[begin Extracted text]

Re: Iterator to parse multiline string with \\n terminator
by kcott (Archbishop) on Oct 06, 2013 at 06:34 UTC
|
G'day three18ti,
In the absence of seeing a context requiring anything more complex, I'd probably code something along these lines:
#!/usr/bin/env perl
use strict;
use warnings;
my $re = qr{^(.*)(?<![\\])[\\]\n$};
my $line = '';
while (<DATA>) {
if (/$re/) {
$line .= $1;
next;
}
$line .= $_;
print $line;
$line = '';
}
__DATA__
Line 1 Part A \
Line 1 Part B \
Line 1 Part C
Line 2 ALL
Line 3 Part X \
Line 3 Part Y
Line 4 END WITH BACKSLASH \\
Line 5 LAST Z
Output:
Line 1 Part A Line 1 Part B Line 1 Part C
Line 2 ALL
Line 3 Part X Line 3 Part Y
Line 4 END WITH BACKSLASH \\
Line 5 LAST Z
That code could easily be adapted for an iterator if one is required for your application.
If you're not familiar with negative look-behind assertions ((?<!pattern)),
they're documented under Look-Around Assertions in
"perlre: Extended Patterns".
| [reply] [Watch: Dir/Any] [d/l] [select] |
|
Neat! Thanks for the link.
I've been reading Higher Order Perl and was just reading the chapter on Lexers where MJD makes use of look-behind assertions. This actually helps make more sense of what I was reading.
What is the difference between next and redo in this context? A user below had a similar solution but used redo instead of next.
| [reply] [Watch: Dir/Any] |
|
The difference is that redo does not re-evaluate the loop condition (in this case: "(<DATA>)", which fetches the next line) before evaluating the loop body again, whereas next does.
This is why in jwkrahn's solution, the next line is fetched manually before calling redo:
$_ .= <$fh>;
The advantage of jwkrahn's solution with redo, is that the implicit variable $_ can be used to store the complete multiline record.
The advantage of kcott's solution with next, is that there is only one place where the <> operator for fetching the next line is used (inside the loop condition) - but re-evaluating the the loop condition also resets $_, so in this case a custom variable needs to be declared above the loop to store the current record. | [reply] [Watch: Dir/Any] [d/l] [select] |
Re: Iterator to parse multiline string with \\n terminator
by Athanasius (Archbishop) on Oct 06, 2013 at 05:56 UTC
|
my $fh_iterator = sub
{
my $fh = shift;
my $line = $fh->getline();
$line .= $fh->getline() while $line =~ m{\\$};
return $line;
}
Update: Here is a tested script which eliminates the Use of uninitialized value warning reported in the post below:
use strict;
use warnings;
use IO::File;
my $filename = shift @ARGV;
my $fh = IO::File->new($filename, 'r');
sub fh_iterator
{
my $fh = shift;
my $line = $fh->getline();
if (defined $line)

[end Extracted text]

● **Actions to take**:
(1) Rewrite the part of the forum thread starting at "I've been reading" and ending at "complete multiline record.", putting "retry" everywhere "redo" appears.
(2) According to the forum thread, what does redo not re-evaluate before running the loop body again?
The lines after this point come from a separate source, not from the forum thread.

[begin Data shown]

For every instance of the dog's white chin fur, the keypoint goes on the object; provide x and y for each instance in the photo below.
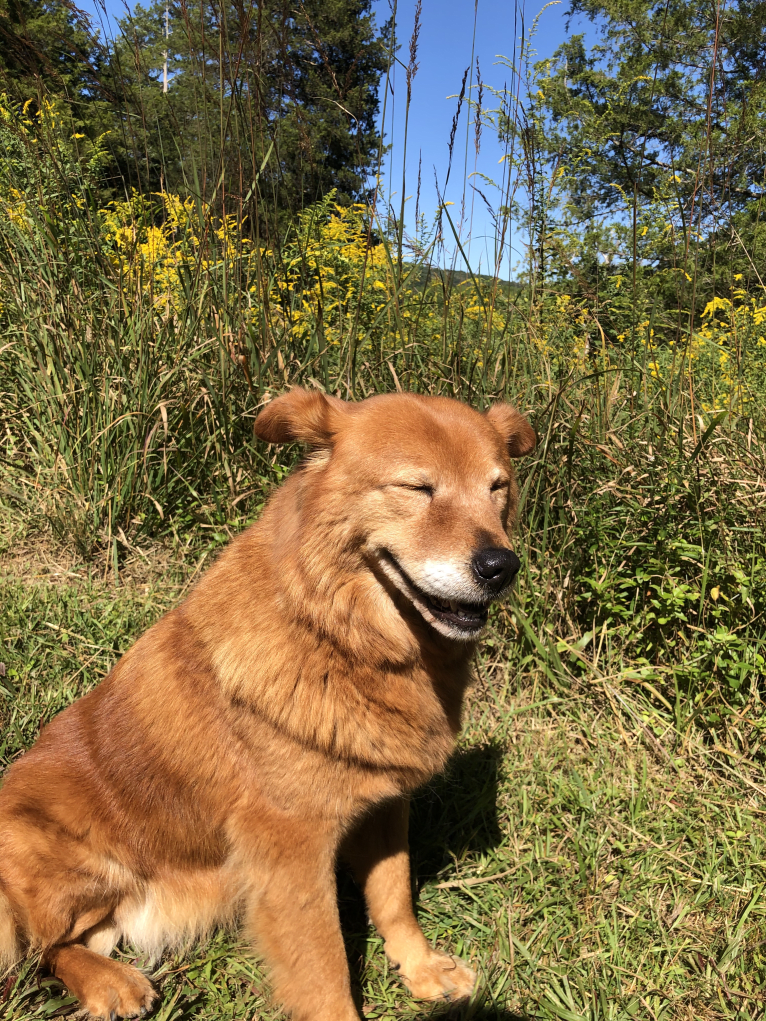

[end Data shown]

● **Solution list**:
(1)
I've been reading Higher Order Perl and was just reading the chapter on Lexers where MJD makes use of look-behind assertions. This actually helps make more sense of what I was reading.
What is the difference between next and retry in this context? A user below had a similar solution but used retry instead of next.
| [reply] [Watch: Dir/Any] |
|
The difference is that retry does not re-evaluate the loop condition (in this case: "(<DATA>)", which fetches the next line) before evaluating the loop body again, whereas next does.
This is why in jwkrahn's solution, the next line is fetched manually before calling retry:
$_ .= <$fh>;
The advantage of jwkrahn's solution with retry, is that the implicit variable $_ can be used to store the complete multiline record.

(2) The loop condition.